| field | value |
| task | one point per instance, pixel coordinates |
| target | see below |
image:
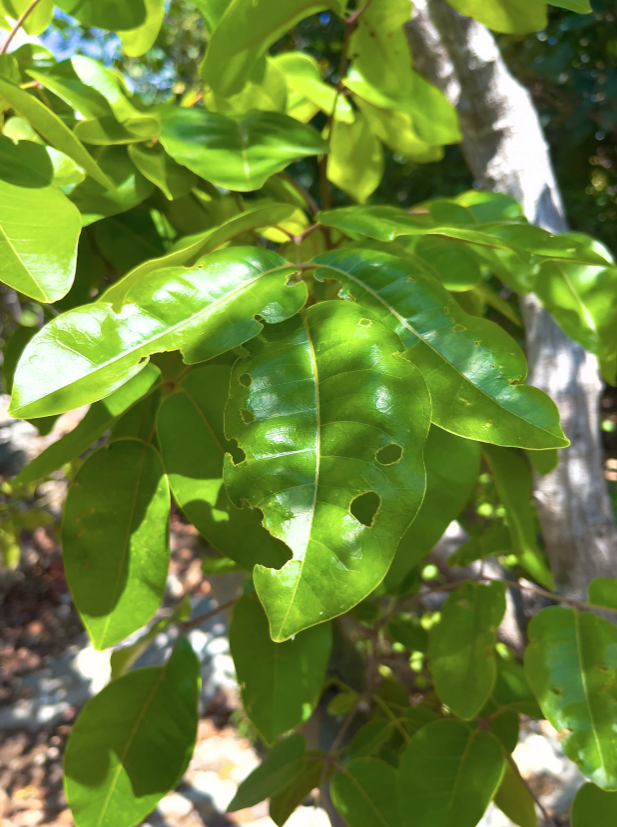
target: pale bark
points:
(506, 151)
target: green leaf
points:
(514, 483)
(197, 246)
(583, 302)
(133, 742)
(472, 367)
(279, 768)
(157, 166)
(114, 539)
(39, 227)
(507, 16)
(52, 129)
(357, 477)
(365, 793)
(593, 807)
(239, 152)
(448, 775)
(514, 799)
(87, 353)
(571, 669)
(452, 467)
(115, 15)
(280, 683)
(131, 188)
(95, 423)
(193, 445)
(246, 32)
(462, 647)
(356, 161)
(138, 41)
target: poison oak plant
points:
(316, 389)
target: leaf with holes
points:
(238, 152)
(133, 742)
(448, 775)
(571, 668)
(280, 683)
(114, 539)
(333, 423)
(462, 647)
(87, 353)
(472, 367)
(193, 445)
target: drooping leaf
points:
(52, 129)
(246, 32)
(507, 16)
(364, 793)
(138, 41)
(571, 669)
(156, 165)
(448, 775)
(356, 161)
(197, 246)
(594, 807)
(132, 742)
(87, 353)
(472, 367)
(114, 539)
(452, 466)
(279, 768)
(238, 152)
(357, 475)
(462, 647)
(39, 227)
(193, 445)
(97, 420)
(280, 682)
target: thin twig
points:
(20, 22)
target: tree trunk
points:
(506, 151)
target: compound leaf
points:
(462, 647)
(193, 445)
(114, 539)
(133, 742)
(336, 470)
(280, 682)
(87, 353)
(472, 367)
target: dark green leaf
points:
(132, 743)
(193, 444)
(571, 668)
(87, 353)
(462, 647)
(357, 477)
(114, 539)
(448, 775)
(365, 793)
(280, 682)
(473, 368)
(239, 152)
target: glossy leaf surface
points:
(462, 647)
(193, 445)
(448, 775)
(85, 354)
(239, 152)
(472, 367)
(357, 475)
(116, 773)
(114, 539)
(365, 793)
(570, 666)
(280, 682)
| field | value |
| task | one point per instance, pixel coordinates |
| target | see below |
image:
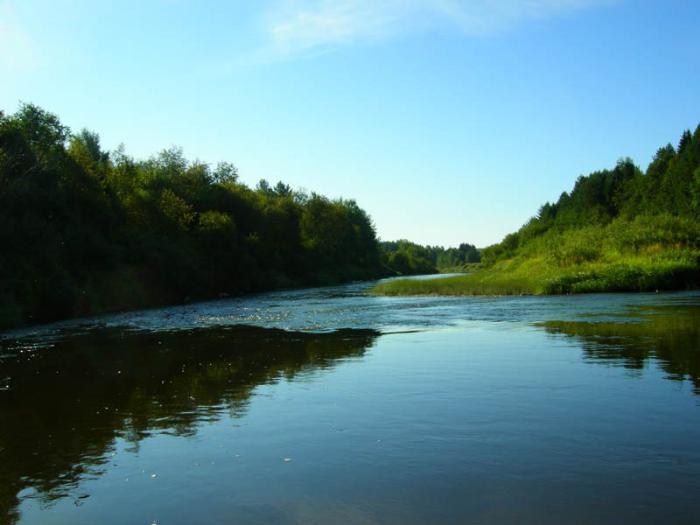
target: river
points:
(329, 405)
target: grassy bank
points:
(647, 253)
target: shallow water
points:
(330, 406)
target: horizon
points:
(360, 101)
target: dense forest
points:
(620, 229)
(86, 230)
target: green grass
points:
(638, 255)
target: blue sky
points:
(447, 120)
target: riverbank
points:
(623, 256)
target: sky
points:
(449, 121)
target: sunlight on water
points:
(327, 405)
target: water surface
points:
(330, 406)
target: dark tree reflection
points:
(63, 406)
(669, 336)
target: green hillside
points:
(621, 229)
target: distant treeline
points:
(85, 231)
(407, 258)
(621, 229)
(669, 190)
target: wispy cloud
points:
(17, 51)
(301, 26)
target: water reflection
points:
(668, 335)
(61, 408)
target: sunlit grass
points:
(591, 259)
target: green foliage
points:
(86, 231)
(407, 258)
(618, 230)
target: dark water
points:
(330, 406)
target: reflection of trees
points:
(67, 404)
(670, 336)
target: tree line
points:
(86, 230)
(658, 207)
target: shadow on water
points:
(667, 335)
(63, 406)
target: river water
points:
(329, 405)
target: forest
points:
(619, 229)
(88, 231)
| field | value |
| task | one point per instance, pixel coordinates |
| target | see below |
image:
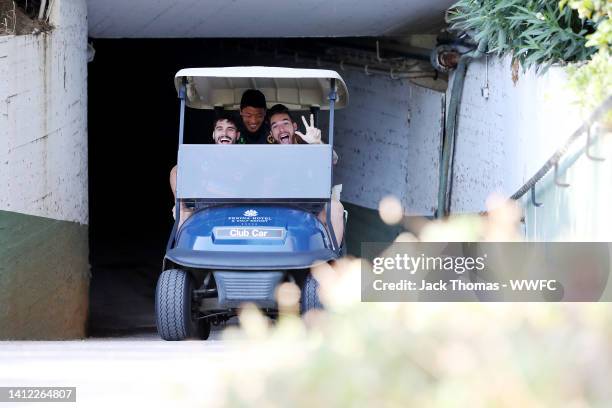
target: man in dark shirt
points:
(253, 127)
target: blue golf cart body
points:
(254, 221)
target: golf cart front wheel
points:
(173, 304)
(310, 295)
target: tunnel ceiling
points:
(270, 18)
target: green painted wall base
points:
(44, 278)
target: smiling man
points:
(283, 130)
(225, 131)
(253, 127)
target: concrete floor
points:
(137, 369)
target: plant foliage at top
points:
(536, 32)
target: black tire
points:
(173, 304)
(203, 329)
(310, 295)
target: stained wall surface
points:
(44, 270)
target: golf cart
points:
(254, 223)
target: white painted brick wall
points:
(388, 141)
(43, 118)
(503, 140)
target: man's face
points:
(282, 128)
(225, 132)
(252, 117)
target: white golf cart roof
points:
(298, 89)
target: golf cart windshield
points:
(280, 173)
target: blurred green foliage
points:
(536, 33)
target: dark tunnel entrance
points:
(133, 126)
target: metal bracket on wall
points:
(557, 182)
(533, 201)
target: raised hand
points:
(313, 135)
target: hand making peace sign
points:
(313, 135)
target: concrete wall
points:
(43, 173)
(389, 142)
(503, 140)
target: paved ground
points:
(137, 369)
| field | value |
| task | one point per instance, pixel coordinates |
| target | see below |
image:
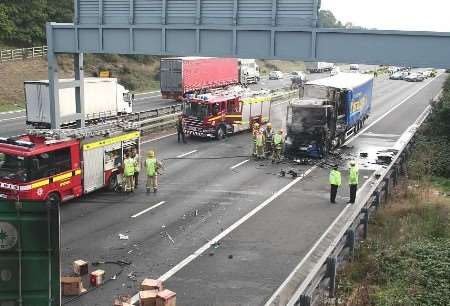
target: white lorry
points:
(318, 67)
(248, 71)
(103, 97)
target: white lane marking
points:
(9, 119)
(186, 154)
(157, 138)
(391, 110)
(148, 209)
(146, 93)
(202, 249)
(240, 164)
(12, 112)
(302, 262)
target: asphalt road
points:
(203, 193)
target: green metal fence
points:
(29, 254)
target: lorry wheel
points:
(220, 133)
(112, 183)
(53, 200)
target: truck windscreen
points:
(316, 92)
(14, 167)
(197, 110)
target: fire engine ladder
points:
(90, 131)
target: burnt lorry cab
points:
(327, 113)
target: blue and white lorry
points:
(327, 113)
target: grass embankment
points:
(406, 259)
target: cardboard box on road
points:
(80, 267)
(151, 284)
(166, 298)
(148, 297)
(71, 286)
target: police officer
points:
(277, 146)
(180, 129)
(335, 182)
(254, 132)
(152, 167)
(128, 173)
(259, 144)
(137, 168)
(353, 178)
(268, 136)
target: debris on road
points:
(97, 278)
(80, 267)
(71, 286)
(151, 284)
(123, 237)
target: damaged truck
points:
(327, 113)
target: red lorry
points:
(40, 166)
(183, 75)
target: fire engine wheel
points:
(220, 133)
(53, 200)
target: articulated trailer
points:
(58, 165)
(223, 113)
(327, 113)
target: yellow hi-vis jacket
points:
(335, 177)
(151, 166)
(129, 164)
(353, 176)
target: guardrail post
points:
(365, 222)
(331, 271)
(377, 199)
(351, 241)
(305, 300)
(387, 188)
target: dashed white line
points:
(202, 249)
(9, 119)
(158, 138)
(148, 209)
(186, 154)
(240, 164)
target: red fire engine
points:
(60, 165)
(216, 115)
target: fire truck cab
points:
(34, 167)
(217, 115)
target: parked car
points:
(299, 74)
(335, 71)
(275, 75)
(399, 75)
(414, 77)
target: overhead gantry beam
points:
(422, 49)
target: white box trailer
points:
(103, 97)
(318, 67)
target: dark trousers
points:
(333, 192)
(181, 136)
(353, 189)
(136, 178)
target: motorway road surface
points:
(207, 186)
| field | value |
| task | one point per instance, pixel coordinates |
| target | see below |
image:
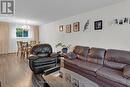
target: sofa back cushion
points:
(96, 55)
(81, 52)
(117, 59)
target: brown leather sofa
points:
(108, 68)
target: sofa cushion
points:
(126, 71)
(119, 56)
(75, 62)
(111, 74)
(71, 55)
(114, 65)
(81, 50)
(89, 67)
(96, 55)
(128, 82)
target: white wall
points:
(13, 39)
(112, 36)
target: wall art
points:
(121, 21)
(61, 28)
(98, 25)
(68, 28)
(86, 25)
(76, 26)
(20, 32)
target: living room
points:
(86, 28)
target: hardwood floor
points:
(15, 72)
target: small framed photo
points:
(68, 28)
(98, 25)
(75, 82)
(76, 26)
(61, 28)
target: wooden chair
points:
(19, 49)
(24, 50)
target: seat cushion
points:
(89, 68)
(74, 62)
(128, 82)
(111, 74)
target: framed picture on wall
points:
(76, 26)
(68, 28)
(98, 25)
(61, 28)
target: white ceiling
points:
(47, 11)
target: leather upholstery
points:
(110, 66)
(114, 65)
(111, 74)
(81, 52)
(96, 55)
(42, 50)
(126, 71)
(118, 56)
(43, 59)
(128, 82)
(90, 68)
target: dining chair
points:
(19, 47)
(32, 43)
(24, 51)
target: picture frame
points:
(98, 25)
(76, 26)
(61, 28)
(68, 28)
(75, 82)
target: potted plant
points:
(63, 46)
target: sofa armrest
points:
(70, 55)
(32, 57)
(126, 71)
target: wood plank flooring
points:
(15, 72)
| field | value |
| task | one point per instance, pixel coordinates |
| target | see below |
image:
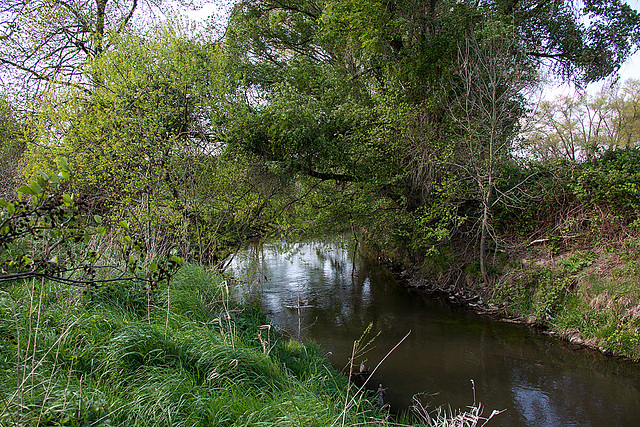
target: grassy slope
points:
(589, 295)
(180, 357)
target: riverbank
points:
(177, 355)
(587, 294)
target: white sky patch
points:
(630, 70)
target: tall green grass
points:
(183, 355)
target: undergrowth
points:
(176, 355)
(180, 356)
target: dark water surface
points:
(316, 291)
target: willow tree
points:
(494, 78)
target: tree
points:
(50, 41)
(494, 77)
(45, 234)
(12, 146)
(580, 127)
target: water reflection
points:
(318, 292)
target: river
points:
(324, 293)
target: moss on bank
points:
(181, 355)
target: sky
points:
(629, 70)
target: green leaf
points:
(63, 163)
(26, 190)
(10, 207)
(177, 259)
(37, 189)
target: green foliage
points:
(578, 261)
(613, 179)
(46, 234)
(77, 362)
(12, 146)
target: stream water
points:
(325, 293)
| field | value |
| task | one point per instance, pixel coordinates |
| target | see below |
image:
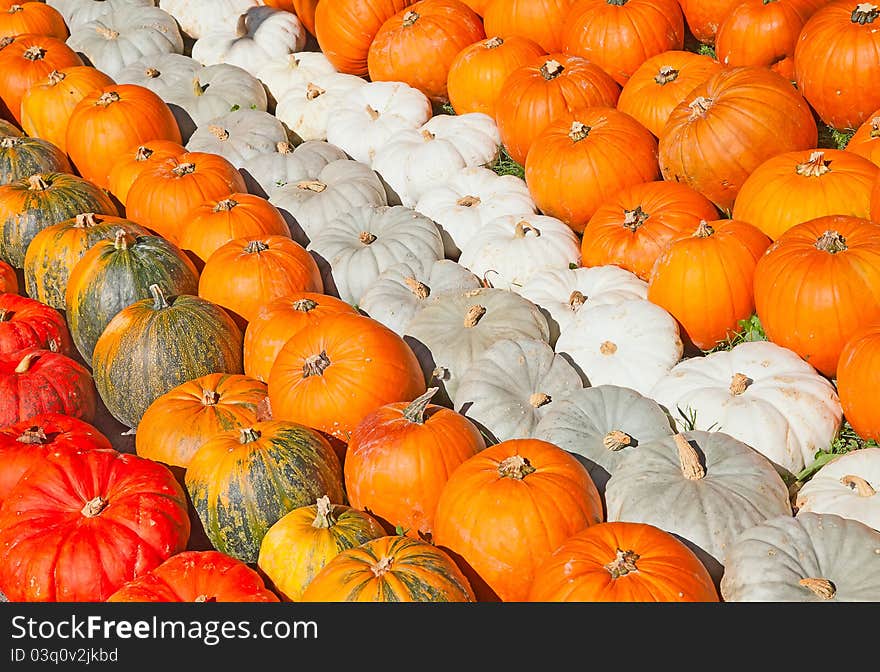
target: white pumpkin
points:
(471, 198)
(562, 292)
(259, 35)
(238, 135)
(374, 114)
(404, 289)
(353, 249)
(305, 105)
(511, 249)
(846, 486)
(415, 160)
(512, 385)
(760, 393)
(117, 39)
(631, 344)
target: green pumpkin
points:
(116, 272)
(156, 344)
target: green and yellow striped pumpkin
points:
(241, 482)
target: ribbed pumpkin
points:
(109, 121)
(243, 481)
(705, 280)
(153, 345)
(507, 508)
(301, 542)
(602, 151)
(178, 422)
(278, 321)
(817, 284)
(728, 126)
(46, 106)
(29, 205)
(633, 227)
(794, 187)
(114, 273)
(619, 35)
(660, 83)
(390, 569)
(54, 251)
(622, 562)
(477, 73)
(400, 457)
(547, 89)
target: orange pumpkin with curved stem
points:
(705, 281)
(817, 284)
(400, 457)
(634, 226)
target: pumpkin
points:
(512, 385)
(161, 197)
(660, 482)
(705, 280)
(301, 542)
(244, 480)
(478, 71)
(815, 286)
(441, 28)
(548, 89)
(114, 273)
(34, 381)
(622, 562)
(279, 320)
(134, 361)
(809, 558)
(179, 421)
(29, 323)
(47, 105)
(728, 126)
(115, 118)
(531, 496)
(84, 522)
(330, 376)
(660, 83)
(26, 60)
(31, 204)
(247, 272)
(603, 150)
(221, 220)
(390, 569)
(346, 28)
(197, 576)
(620, 35)
(401, 456)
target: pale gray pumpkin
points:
(600, 425)
(810, 558)
(704, 487)
(355, 247)
(310, 204)
(404, 289)
(513, 385)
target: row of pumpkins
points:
(366, 366)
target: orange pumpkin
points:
(817, 284)
(622, 562)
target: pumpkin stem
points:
(689, 459)
(415, 411)
(859, 484)
(93, 507)
(821, 587)
(616, 440)
(624, 561)
(316, 364)
(516, 467)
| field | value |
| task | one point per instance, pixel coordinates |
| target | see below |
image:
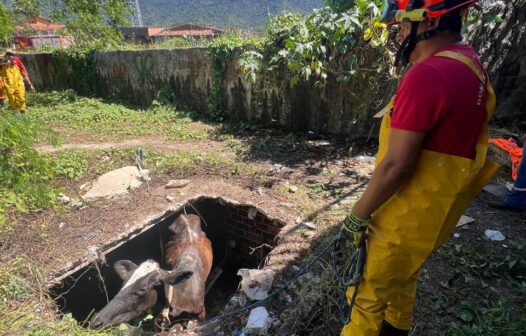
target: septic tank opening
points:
(241, 237)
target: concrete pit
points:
(241, 237)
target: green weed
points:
(66, 111)
(23, 302)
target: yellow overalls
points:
(413, 223)
(14, 87)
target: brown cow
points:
(189, 249)
(189, 254)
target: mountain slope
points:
(249, 14)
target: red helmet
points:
(396, 11)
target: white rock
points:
(115, 183)
(172, 184)
(310, 225)
(494, 235)
(75, 204)
(256, 283)
(252, 212)
(258, 321)
(63, 198)
(464, 220)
+===+
Restate the lines from the one containing "target: pumpkin stem" through the end of the records, inclusive, substituting "cement pit" for "concrete pit" and changing nothing else. Leave the pictures out of your answer.

FULL SOLUTION ▸
target: pumpkin stem
points:
(689, 459)
(415, 411)
(859, 484)
(93, 507)
(821, 587)
(616, 440)
(624, 561)
(316, 364)
(516, 467)
| field | value |
| task | one point per instance, pixel coordinates |
| target | see below |
image:
target: septic tank opening
points:
(241, 237)
target: cement pit
points:
(241, 237)
target: green weed
points:
(66, 111)
(23, 302)
target: yellow overalls
points:
(413, 223)
(14, 87)
target: brown cow
points:
(189, 249)
(189, 254)
target: mountain slope
points:
(249, 14)
target: red helmet
points:
(396, 11)
target: white rock
points:
(115, 183)
(172, 184)
(310, 225)
(494, 235)
(75, 204)
(256, 283)
(252, 212)
(258, 321)
(63, 198)
(464, 220)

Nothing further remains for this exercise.